引用テキスト:
極性基含有モノマーとしては、例えば、カルボキシル基含有モノマー、ヒドロキシル基含有モノマー、窒素原子含有モノマーまたはアセトアセチル基含有モノマーが挙げられ、前記(メタ)アクリル樹脂(A)で例示した化合物をそれぞれ用いることができる。
これらの極性基含有モノマーの中では、アクリル樹脂(B)の側鎖および/または末端に(メタ)アクリロイル基を導入し易い等の観点から、ヒドロキシル基含有モノマーが好ましい。
アクリル樹脂(B)の重量平均分子量は、特に限定されないが、4000〜100000が好ましく、6000〜80000がより好ましく、10000〜50000がさらに好ましい。

演習問題:
1. 引用テキストでは、アクリル樹脂(B)の重量平均分子量としてさらに好ましい範囲はいくつとされていますか。
2. 引用テキストの「極性基含有モノマーとしては、」から始まり「ル基含有モノマーが好ましい。」まで続く部分を、「ヒドロキシル基含有モノマー」を「アミノ基含有モノマー」に置き換えて書き直してください。

データセット抜粋:

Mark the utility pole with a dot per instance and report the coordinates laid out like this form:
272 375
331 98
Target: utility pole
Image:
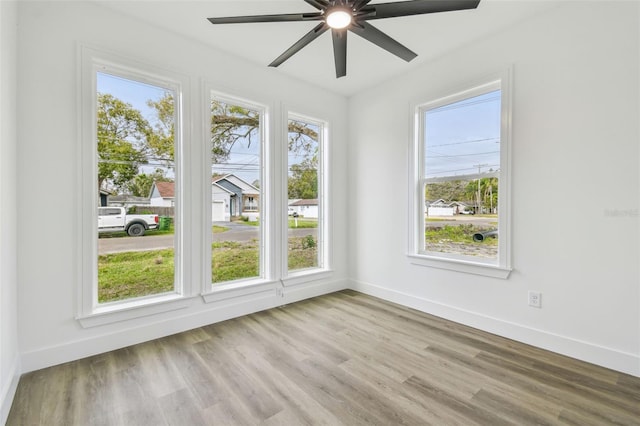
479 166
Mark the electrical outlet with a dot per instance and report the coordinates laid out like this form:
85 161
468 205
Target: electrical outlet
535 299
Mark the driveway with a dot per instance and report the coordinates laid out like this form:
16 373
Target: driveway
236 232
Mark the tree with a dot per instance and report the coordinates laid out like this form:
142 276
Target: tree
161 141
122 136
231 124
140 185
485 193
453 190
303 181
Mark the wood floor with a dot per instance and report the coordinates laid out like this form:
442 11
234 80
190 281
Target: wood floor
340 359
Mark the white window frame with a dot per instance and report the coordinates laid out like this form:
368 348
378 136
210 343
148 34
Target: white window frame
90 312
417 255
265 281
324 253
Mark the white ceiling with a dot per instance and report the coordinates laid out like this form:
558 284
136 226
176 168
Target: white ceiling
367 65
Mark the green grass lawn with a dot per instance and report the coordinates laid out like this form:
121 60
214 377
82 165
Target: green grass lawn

解答:
1. 10000〜50000です。

2.
極性基含有モノマーとしては、例えば、カルボキシル基含有モノマー、アミノ基含有モノマー、窒素原子含有モノマーまたはアセトアセチル基含有モノマーが挙げられ、前記(メタ)アクリル樹脂(A)で例示した化合物をそれぞれ用いることができる。
これらの極性基含有モノマーの中では、アクリル樹脂(B)の側鎖および/または末端に(メタ)アクリロイル基を導入し易い等の観点から、アミノ基含有モノマーが好ましい。